*SET EXERCISE*:
Copy out the passage on cumulative cohort spending below word for word, from its first line to its last.

*QUOTED TEXT*:
Figure 17: Data Analysis Panel on a Metric Set
To get the cumulative total, add a CMLTOTAL formula on the transaction amount column.
Figure 18: Calculate the Cumulative Total
Figure 19: Cumulative Total column gets added as a Measure on the Data Analysis Panel
Re-visualize as a line or a curved line chart to see the trend (you can hide the transaction amount series from the chart properties to just focus on the cumulative total).
Figure 20: Cumulative spending of each Cohort over the course of 6 Months
The chart created is a cohort analysis that views each cohort's spending as a cumulative value over time. This allows you to watch total customer lifetime spending growth, over time per cohort.
For example, based on this trend, you can deduce that the customers who made their first purchase in April 2016 tended to spend far less over the course of the next six months whereas the customers who made their first purchase in March 2016 tended to spend the most over the course of the next six months. More specifically, you can identify that marketing activities such as campaigns and promotions that occurred at the beginning of the year (from January to March) helped to increase repeat business activity. You can also identify that something changed in April that caused a significant drop in the likelihood of those customers returning for more business. If you are looking at this data as a marketer, this provides valuable insight into the customer purchase behavior and can help to plan targeted campaigns and user experiences based on the performance of the cohorts.

*GIVEN INFORMATION*:
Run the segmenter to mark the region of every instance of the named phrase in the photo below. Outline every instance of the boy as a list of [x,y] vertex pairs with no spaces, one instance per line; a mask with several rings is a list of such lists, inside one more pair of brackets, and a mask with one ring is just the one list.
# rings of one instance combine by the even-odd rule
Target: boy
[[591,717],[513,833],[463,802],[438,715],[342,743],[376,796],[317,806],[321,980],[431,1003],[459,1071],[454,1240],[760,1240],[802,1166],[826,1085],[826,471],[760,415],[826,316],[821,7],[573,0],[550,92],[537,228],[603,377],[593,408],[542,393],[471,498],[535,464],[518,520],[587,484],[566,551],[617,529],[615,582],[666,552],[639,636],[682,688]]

*RESPONSE FOR THIS EXERCISE*:
Figure 17: Data Analysis Panel on a Metric Set
To get the cumulative total, add a CMLTOTAL formula on the transaction amount column.
Figure 18: Calculate the Cumulative Total
Figure 19: Cumulative Total column gets added as a Measure on the Data Analysis Panel
Re-visualize as a line or a curved line chart to see the trend (you can hide the transaction amount series from the chart properties to just focus on the cumulative total).
Figure 20: Cumulative spending of each Cohort over the course of 6 Months
The chart created is a cohort analysis that views each cohort's spending as a cumulative value over time. This allows you to watch total customer lifetime spending growth, over time per cohort.
For example, based on this trend, you can deduce that the customers who made their first purchase in April 2016 tended to spend far less over the course of the next six months whereas the customers who made their first purchase in March 2016 tended to spend the most over the course of the next six months. More specifically, you can identify that marketing activities such as campaigns and promotions that occurred at the beginning of the year (from January to March) helped to increase repeat business activity. You can also identify that something changed in April that caused a significant drop in the likelihood of those customers returning for more business. If you are looking at this data as a marketer, this provides valuable insight into the customer purchase behavior and can help to plan targeted campaigns and user experiences based on the performance of the cohorts.